- _GIVEN REQUEST_
Pull out every line in the rows below that contains the string "light", treating uppercase and lowercase as different.

_ _ _

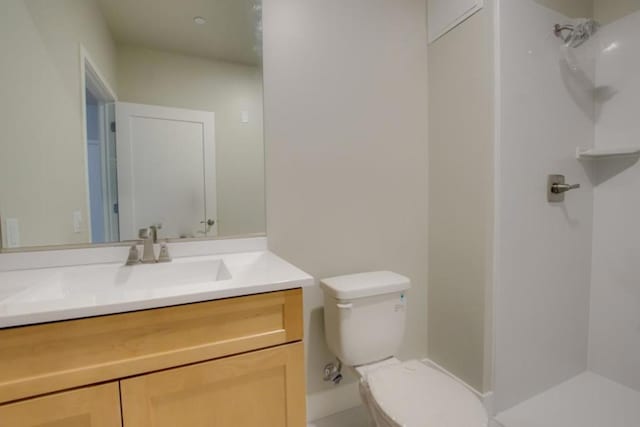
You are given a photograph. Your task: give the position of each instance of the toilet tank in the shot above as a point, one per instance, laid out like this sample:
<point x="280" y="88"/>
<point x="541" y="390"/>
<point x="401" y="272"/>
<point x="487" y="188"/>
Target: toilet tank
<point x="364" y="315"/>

_ _ _

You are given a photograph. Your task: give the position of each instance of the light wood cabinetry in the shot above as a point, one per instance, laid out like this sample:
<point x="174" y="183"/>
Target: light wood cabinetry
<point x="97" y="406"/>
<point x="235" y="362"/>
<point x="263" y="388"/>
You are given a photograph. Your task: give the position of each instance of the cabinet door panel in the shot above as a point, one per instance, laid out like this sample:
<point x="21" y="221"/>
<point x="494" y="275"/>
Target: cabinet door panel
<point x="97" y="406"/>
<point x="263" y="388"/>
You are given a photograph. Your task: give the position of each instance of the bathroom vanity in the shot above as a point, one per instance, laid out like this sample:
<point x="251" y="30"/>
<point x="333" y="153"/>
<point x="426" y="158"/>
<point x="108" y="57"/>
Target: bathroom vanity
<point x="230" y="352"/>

_ _ _

- _RIGHT ANSWER_
You are given a photograph. Your task: give the position of each instance of the light wood cabinetry in the shot above as a point, one per instance, laid out like this sample:
Target: light wood cabinetry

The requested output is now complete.